Assigned task: In the material below, find the line with "Expected: one point per instance of the shallow" and the line with "front wheel, each". Output exactly those two lines and all lines between them, leaving out pictures.

Data extract:
· · · · ·

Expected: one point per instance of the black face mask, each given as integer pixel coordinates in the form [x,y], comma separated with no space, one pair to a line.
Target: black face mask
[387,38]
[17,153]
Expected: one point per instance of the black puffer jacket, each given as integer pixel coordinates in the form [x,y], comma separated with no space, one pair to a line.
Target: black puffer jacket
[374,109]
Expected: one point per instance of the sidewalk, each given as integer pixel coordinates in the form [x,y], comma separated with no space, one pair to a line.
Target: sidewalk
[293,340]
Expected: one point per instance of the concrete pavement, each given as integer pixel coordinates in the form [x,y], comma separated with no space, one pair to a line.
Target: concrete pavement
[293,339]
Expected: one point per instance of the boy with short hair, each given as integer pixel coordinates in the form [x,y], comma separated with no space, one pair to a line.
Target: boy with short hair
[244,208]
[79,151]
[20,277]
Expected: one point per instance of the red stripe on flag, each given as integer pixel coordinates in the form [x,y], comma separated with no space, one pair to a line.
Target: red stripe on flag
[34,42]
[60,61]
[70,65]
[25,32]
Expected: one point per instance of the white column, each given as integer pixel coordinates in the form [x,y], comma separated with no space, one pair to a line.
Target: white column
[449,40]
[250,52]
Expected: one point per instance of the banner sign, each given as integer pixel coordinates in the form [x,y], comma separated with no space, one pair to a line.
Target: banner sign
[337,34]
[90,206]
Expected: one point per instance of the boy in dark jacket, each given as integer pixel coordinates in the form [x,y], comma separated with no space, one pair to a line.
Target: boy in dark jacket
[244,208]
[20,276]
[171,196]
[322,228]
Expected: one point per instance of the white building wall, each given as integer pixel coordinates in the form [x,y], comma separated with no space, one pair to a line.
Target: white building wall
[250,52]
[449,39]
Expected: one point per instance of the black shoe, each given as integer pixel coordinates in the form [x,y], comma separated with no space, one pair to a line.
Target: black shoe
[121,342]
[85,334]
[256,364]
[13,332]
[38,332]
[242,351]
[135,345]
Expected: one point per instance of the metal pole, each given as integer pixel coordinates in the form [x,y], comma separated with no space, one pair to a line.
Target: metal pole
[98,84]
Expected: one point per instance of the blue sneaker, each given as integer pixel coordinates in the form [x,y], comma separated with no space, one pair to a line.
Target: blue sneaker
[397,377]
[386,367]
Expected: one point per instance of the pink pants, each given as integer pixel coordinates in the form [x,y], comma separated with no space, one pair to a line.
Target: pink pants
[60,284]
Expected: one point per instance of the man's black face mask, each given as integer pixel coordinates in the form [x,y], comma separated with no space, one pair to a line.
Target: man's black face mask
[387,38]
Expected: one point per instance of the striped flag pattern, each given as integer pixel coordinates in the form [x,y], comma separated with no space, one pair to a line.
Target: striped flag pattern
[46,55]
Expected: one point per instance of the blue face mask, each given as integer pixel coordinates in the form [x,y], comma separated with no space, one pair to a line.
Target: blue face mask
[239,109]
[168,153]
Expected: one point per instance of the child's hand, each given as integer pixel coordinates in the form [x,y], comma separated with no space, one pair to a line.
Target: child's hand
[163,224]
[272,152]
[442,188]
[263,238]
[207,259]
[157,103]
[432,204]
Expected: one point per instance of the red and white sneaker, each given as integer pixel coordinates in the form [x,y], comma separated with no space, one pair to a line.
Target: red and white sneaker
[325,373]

· · · · ·

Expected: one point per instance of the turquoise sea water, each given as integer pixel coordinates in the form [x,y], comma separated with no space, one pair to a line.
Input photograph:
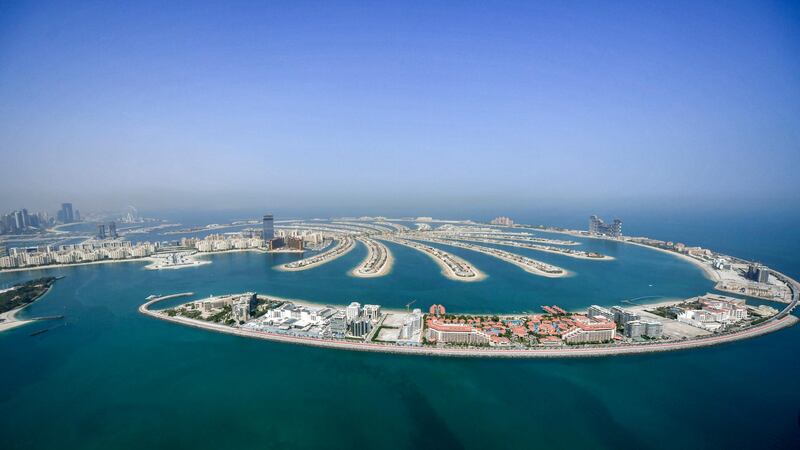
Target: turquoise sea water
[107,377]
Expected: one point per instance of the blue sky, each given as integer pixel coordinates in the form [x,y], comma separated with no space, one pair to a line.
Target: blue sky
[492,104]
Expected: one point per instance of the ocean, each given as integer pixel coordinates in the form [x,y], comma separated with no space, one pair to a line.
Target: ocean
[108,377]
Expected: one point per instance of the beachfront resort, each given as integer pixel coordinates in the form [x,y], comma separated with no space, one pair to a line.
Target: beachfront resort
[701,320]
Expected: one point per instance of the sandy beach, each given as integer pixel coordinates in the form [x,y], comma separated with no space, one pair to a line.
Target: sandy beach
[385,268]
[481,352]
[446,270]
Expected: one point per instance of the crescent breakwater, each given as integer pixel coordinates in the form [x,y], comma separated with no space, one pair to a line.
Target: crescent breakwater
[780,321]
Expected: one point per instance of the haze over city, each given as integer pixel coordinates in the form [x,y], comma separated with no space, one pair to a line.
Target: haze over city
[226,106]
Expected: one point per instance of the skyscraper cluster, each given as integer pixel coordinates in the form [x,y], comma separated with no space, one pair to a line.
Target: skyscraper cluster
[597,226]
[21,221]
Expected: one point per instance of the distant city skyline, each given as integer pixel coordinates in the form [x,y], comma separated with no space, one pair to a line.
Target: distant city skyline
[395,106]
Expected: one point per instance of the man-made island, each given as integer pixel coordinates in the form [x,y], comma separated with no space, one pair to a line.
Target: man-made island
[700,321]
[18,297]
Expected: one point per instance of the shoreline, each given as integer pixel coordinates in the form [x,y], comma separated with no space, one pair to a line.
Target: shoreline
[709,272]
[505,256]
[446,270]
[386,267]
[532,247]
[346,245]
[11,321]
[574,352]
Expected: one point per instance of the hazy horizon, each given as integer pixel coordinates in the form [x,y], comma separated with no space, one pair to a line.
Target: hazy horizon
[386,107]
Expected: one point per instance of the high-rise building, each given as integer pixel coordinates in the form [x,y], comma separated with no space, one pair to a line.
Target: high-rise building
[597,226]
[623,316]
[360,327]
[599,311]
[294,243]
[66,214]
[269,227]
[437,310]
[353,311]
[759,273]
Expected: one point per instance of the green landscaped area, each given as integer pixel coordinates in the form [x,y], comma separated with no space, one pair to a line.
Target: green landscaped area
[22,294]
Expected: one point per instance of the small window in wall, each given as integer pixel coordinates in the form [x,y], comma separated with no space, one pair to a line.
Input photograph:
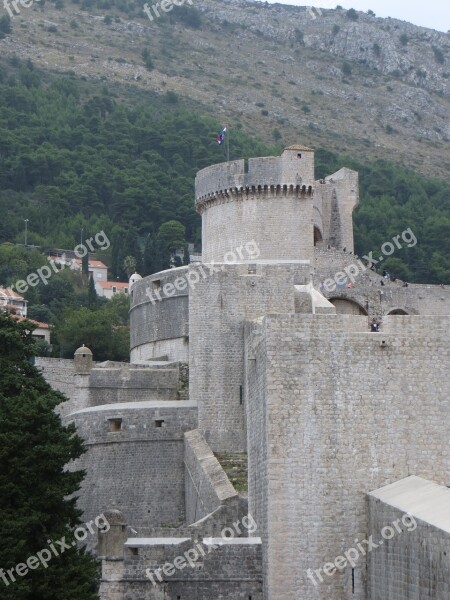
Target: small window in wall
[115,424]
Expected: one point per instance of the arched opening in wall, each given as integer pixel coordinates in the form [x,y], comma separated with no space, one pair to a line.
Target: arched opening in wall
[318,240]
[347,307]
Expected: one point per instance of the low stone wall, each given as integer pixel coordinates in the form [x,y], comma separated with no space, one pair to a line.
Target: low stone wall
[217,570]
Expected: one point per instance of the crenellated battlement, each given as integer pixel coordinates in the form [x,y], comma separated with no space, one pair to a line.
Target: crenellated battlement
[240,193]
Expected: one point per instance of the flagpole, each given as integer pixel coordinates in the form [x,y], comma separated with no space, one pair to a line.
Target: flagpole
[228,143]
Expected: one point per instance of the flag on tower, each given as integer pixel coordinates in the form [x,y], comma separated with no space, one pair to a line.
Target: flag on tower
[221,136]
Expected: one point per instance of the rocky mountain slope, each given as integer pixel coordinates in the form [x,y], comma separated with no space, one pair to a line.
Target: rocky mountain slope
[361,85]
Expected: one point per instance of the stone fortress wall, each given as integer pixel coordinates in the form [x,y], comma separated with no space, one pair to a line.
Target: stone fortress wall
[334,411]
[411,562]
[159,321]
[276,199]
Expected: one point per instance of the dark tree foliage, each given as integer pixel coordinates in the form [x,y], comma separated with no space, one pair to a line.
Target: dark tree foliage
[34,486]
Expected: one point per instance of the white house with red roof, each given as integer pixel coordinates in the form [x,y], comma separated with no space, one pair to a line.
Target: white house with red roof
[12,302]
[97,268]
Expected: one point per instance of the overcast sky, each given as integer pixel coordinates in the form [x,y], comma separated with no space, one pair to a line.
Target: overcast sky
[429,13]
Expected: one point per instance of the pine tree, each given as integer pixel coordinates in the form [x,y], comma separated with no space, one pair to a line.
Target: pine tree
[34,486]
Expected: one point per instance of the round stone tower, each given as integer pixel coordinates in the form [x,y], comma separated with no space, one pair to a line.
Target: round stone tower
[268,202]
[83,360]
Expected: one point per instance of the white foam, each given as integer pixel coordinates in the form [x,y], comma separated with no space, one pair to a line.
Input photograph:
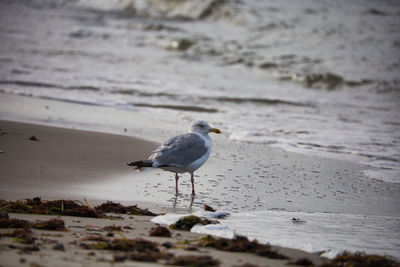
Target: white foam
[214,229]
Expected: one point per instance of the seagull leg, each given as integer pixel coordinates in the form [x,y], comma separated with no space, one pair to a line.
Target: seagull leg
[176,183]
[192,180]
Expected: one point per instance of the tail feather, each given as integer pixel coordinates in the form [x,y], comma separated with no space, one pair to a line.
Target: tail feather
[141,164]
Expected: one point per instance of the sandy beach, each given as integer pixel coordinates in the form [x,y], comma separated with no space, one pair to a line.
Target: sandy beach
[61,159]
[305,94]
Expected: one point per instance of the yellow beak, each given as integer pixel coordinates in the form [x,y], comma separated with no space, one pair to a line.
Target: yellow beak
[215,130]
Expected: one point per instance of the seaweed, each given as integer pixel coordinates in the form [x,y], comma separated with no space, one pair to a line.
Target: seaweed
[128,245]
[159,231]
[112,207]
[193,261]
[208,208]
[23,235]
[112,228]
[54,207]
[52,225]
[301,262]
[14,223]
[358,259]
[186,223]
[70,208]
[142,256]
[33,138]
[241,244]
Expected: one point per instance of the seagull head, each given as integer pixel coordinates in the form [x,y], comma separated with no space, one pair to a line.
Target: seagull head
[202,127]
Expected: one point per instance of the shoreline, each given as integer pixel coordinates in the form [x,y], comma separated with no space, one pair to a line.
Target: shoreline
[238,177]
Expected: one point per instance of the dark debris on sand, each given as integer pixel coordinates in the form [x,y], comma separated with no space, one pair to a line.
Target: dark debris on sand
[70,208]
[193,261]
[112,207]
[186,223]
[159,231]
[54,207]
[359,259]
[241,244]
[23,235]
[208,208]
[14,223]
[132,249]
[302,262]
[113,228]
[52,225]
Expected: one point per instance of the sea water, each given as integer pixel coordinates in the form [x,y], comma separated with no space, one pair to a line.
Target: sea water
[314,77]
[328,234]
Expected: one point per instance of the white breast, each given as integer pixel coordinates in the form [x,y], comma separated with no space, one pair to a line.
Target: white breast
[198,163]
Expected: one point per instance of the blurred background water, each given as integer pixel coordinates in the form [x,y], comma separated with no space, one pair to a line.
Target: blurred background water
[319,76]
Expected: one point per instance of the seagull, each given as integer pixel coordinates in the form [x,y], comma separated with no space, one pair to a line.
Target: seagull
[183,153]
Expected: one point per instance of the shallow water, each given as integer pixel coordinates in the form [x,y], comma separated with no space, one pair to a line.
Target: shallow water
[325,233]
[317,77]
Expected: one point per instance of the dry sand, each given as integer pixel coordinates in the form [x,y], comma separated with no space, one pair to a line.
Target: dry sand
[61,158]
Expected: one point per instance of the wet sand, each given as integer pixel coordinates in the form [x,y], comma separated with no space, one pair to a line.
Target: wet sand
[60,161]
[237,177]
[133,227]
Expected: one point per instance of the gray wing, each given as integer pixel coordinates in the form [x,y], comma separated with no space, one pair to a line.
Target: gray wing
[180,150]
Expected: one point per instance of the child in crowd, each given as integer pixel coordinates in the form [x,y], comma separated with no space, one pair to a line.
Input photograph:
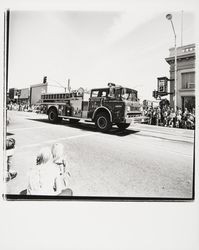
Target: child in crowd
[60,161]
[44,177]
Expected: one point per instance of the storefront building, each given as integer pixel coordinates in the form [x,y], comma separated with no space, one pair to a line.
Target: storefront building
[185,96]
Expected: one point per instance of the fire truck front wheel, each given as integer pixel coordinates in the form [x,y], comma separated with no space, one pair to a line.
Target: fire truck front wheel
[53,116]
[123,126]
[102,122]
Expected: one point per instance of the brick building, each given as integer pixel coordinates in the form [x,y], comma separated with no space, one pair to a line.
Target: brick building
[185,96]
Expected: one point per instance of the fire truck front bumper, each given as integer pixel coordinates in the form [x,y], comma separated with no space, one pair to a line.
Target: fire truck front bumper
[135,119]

· · · · ·

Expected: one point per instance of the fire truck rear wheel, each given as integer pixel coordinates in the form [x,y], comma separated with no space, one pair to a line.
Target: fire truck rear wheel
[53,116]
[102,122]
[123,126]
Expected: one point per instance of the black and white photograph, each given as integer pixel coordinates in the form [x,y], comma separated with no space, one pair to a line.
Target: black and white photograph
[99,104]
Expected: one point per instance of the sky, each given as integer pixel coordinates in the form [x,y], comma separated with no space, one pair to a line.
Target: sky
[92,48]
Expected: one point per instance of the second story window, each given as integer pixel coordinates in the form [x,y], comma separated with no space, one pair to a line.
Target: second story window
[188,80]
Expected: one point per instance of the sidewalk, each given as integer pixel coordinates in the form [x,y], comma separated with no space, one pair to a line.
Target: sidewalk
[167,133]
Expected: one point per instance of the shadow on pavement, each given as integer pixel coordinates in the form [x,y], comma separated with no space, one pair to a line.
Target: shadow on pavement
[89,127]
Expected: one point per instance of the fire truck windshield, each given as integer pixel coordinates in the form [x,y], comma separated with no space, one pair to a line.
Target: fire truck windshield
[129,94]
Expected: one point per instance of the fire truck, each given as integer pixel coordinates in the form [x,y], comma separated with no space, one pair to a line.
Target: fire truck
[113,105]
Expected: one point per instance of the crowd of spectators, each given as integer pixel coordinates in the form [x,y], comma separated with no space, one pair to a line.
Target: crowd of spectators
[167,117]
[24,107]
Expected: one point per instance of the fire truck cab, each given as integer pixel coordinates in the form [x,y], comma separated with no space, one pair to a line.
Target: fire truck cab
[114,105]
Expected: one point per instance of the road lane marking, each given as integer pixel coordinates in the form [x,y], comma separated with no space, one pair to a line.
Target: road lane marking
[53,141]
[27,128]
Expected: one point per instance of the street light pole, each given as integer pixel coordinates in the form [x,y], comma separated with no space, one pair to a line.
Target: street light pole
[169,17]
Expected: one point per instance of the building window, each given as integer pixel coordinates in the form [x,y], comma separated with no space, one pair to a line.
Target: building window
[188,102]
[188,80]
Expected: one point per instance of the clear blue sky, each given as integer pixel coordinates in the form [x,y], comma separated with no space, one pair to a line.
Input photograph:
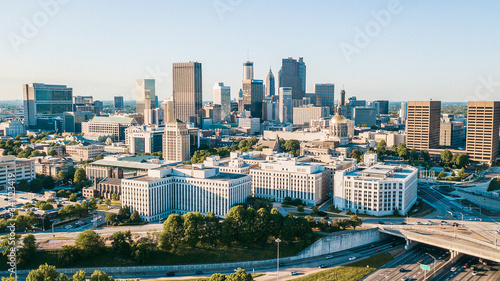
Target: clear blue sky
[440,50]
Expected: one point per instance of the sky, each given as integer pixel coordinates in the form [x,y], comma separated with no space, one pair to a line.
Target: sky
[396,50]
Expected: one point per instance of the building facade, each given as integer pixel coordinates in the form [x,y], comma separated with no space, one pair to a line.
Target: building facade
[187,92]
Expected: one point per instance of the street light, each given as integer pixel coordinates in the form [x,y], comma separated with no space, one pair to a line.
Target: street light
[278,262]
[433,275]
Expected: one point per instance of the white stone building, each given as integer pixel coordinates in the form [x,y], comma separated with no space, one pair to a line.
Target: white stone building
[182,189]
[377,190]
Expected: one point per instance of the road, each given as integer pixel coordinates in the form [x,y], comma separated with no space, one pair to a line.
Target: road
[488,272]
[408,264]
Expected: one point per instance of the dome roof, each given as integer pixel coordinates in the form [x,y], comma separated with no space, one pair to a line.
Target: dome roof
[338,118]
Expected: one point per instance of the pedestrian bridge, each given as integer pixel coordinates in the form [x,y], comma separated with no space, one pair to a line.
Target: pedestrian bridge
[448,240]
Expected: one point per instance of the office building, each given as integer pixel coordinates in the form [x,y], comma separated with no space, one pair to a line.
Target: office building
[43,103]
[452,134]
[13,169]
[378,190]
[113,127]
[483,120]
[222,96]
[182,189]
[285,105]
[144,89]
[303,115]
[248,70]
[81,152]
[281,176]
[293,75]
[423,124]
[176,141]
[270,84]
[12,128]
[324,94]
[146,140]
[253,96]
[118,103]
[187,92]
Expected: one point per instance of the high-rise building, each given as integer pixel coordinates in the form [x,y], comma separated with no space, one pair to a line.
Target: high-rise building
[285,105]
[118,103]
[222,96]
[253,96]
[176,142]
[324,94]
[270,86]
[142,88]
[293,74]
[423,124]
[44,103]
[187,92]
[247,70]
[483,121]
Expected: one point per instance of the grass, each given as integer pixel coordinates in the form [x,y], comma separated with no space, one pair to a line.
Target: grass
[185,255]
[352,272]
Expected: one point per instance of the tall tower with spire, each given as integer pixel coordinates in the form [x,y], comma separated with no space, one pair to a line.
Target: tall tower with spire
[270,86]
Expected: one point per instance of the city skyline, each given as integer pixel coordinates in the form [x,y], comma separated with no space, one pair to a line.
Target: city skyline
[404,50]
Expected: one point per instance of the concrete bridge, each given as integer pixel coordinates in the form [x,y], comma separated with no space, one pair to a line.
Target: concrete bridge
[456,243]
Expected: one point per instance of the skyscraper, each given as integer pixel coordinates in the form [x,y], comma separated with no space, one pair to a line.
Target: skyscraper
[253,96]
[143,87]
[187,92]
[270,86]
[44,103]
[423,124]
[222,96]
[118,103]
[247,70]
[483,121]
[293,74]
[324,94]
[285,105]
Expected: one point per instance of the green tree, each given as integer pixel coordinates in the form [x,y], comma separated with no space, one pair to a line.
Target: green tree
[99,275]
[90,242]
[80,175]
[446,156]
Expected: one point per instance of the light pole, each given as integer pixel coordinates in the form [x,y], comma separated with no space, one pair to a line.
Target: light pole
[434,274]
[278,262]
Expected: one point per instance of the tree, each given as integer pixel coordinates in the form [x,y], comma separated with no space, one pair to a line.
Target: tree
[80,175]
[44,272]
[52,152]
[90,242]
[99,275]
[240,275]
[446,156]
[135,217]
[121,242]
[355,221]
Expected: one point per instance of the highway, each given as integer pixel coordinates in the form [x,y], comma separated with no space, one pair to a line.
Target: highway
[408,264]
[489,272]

· · · · ·

Problem solution:
Expected: one point per instance of the shallow water, each given as integer pixel coordinates in the form [x,y], comma separated with no space, one pair to a line.
Target: shallow water
[325,233]
[317,77]
Expected: one point per instance of the dry sand, each given as integer pixel coordinates in the form [x,y], comma separated with no space, one pair to a line.
Target: dry sand
[61,158]
Expected: one point per instance of the wet sand, each given as integer pixel coordinates in the form [x,y], comma separated with no space, one pair to a line.
Target: wet sand
[60,161]
[237,177]
[133,227]
Expected: one point per instance of the gray wing, each given as integer pixel coordinates in the form [x,y], comma separated with no space, one pair to a line.
Target: gray wing
[180,150]
Expected: one point per instance of the child in crowd, each given as integer pixel coordinates in the form [x,y], comma separated with no space, one pair to a line.
Input photograph:
Target: child in crowd
[60,161]
[44,177]
Expected: one point per instance of the storefront building, each given as integer pixel coordinates in the form [x,y], comma separated with no space, one pair to a line.
Target: storefront building
[185,96]
Expected: one point per instance of the fire truck front wheel, each given as integer pixel coordinates in the form [x,y], comma separated with no space, one pair to a line.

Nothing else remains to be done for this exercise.